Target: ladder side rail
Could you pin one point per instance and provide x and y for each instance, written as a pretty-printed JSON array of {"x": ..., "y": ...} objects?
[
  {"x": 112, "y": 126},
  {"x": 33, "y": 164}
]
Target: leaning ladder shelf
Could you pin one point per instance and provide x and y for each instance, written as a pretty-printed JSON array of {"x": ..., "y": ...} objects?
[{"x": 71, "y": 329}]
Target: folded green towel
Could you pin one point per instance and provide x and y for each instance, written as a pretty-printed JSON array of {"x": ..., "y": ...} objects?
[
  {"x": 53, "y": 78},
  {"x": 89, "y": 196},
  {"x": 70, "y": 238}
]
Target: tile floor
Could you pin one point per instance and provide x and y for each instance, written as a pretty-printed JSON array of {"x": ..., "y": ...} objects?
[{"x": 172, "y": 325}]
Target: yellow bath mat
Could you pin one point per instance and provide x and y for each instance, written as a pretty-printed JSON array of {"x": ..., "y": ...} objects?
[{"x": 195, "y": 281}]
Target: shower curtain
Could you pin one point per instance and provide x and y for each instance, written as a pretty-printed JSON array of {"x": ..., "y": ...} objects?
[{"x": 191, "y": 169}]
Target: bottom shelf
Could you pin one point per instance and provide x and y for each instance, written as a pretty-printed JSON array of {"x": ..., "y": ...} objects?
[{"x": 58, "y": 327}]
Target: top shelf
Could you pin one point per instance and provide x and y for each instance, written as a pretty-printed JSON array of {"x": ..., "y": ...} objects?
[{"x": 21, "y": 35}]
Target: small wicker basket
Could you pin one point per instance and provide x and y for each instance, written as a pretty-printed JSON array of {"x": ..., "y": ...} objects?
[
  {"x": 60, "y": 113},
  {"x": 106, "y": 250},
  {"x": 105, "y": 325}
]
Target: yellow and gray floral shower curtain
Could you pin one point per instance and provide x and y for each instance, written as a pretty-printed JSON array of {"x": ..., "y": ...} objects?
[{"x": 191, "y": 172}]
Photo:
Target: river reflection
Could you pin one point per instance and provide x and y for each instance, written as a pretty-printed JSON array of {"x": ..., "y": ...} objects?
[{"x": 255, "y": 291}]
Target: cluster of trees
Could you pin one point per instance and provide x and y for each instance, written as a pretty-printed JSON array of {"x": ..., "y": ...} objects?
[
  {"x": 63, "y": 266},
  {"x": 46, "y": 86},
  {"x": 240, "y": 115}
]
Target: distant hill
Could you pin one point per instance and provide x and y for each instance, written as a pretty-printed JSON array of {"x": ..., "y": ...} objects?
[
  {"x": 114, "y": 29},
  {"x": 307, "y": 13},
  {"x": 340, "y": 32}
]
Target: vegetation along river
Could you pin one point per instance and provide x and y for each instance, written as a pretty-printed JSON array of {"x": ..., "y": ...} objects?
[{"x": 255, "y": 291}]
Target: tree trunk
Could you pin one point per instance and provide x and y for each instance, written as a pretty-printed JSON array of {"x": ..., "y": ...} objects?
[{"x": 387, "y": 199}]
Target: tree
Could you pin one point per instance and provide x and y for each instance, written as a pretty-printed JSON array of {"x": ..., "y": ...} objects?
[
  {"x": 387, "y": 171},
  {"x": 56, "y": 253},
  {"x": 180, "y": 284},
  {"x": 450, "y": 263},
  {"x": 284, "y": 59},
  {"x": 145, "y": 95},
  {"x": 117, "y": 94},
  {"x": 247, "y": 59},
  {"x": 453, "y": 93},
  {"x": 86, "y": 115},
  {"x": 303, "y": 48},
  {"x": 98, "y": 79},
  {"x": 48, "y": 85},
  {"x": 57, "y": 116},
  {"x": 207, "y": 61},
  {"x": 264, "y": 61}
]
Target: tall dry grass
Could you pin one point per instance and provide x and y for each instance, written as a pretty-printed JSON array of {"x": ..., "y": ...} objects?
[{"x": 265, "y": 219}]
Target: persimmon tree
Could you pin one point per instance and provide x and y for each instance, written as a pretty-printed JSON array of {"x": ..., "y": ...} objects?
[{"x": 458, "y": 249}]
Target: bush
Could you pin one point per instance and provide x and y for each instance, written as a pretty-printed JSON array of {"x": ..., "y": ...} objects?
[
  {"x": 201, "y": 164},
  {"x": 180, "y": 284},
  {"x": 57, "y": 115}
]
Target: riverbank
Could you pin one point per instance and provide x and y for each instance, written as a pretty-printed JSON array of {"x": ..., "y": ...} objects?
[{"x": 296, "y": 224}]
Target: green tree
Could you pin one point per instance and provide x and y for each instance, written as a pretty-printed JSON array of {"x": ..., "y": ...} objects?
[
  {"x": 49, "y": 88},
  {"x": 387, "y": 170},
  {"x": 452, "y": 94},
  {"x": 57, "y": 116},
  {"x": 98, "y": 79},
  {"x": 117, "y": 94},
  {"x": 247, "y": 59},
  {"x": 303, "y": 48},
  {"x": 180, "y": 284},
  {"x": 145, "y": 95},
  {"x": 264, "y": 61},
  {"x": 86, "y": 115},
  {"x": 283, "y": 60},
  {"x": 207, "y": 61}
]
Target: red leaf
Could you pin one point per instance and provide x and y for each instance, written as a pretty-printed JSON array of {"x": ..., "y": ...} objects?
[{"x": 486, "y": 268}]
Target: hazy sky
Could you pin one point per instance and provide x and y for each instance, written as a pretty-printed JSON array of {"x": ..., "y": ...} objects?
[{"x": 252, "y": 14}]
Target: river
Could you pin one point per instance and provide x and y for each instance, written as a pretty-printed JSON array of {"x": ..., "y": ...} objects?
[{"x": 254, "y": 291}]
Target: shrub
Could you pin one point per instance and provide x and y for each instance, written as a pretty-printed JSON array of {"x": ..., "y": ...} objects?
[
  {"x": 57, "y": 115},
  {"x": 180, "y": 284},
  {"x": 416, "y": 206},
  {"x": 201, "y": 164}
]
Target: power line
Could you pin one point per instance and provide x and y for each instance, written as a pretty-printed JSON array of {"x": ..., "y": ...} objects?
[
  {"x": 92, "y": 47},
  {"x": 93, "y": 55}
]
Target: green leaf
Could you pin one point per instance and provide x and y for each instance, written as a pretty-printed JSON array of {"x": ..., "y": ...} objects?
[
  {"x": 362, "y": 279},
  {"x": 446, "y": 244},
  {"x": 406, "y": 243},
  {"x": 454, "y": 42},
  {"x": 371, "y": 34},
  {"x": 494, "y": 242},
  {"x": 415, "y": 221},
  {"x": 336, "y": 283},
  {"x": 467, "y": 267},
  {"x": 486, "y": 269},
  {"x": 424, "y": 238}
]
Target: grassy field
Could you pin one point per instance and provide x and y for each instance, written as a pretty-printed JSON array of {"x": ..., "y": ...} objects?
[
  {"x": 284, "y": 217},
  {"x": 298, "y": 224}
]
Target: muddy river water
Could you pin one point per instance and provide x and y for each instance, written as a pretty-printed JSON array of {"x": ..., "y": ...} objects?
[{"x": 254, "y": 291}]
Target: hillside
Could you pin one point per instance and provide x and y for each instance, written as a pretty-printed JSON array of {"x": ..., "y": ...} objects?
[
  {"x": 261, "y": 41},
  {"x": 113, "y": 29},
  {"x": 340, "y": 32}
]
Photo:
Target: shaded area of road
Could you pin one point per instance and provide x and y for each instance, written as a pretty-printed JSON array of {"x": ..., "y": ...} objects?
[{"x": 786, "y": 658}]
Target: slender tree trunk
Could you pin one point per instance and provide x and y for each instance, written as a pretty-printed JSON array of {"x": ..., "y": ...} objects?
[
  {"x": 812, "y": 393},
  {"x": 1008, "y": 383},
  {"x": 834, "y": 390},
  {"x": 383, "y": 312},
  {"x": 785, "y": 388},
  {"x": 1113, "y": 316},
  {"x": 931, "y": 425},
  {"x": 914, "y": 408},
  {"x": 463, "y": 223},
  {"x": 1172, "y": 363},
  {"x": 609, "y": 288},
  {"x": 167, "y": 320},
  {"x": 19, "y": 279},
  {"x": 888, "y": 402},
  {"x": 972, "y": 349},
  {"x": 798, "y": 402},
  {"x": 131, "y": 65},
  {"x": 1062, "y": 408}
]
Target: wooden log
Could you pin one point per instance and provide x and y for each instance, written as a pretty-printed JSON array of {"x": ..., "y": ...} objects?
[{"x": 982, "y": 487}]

================

[Task instructions]
Set out every line from the one containing "Target: slender tree trunk" through the end of the rows as a Markdown table with columns No. and Line, numbering each line in order and omitting blank lines.

[Result below]
| No. | Line |
|---|---|
| 1 | Target: slender tree trunk |
| 2 | Could you pin one point per instance and provide x and y for each instance, written as a pretty-printed JSON array of {"x": ..., "y": ...} objects? |
| 3 | [ |
| 4 |   {"x": 812, "y": 393}, |
| 5 |   {"x": 1008, "y": 383}, |
| 6 |   {"x": 834, "y": 390}, |
| 7 |   {"x": 383, "y": 312}, |
| 8 |   {"x": 785, "y": 388}, |
| 9 |   {"x": 1113, "y": 316}, |
| 10 |   {"x": 931, "y": 425}, |
| 11 |   {"x": 914, "y": 408}, |
| 12 |   {"x": 463, "y": 223}, |
| 13 |   {"x": 1172, "y": 363}, |
| 14 |   {"x": 609, "y": 288}, |
| 15 |   {"x": 167, "y": 320}, |
| 16 |   {"x": 19, "y": 279}, |
| 17 |   {"x": 888, "y": 402}, |
| 18 |   {"x": 972, "y": 349}, |
| 19 |   {"x": 798, "y": 402}, |
| 20 |   {"x": 131, "y": 65}, |
| 21 |   {"x": 1062, "y": 408} |
| 22 | ] |
| 23 | Target: wooden log |
| 24 | Could you pin one point per instance and provide x and y for each instance, written as a pretty-printed JSON array of {"x": ..., "y": ...} objects? |
| 25 | [{"x": 982, "y": 487}] |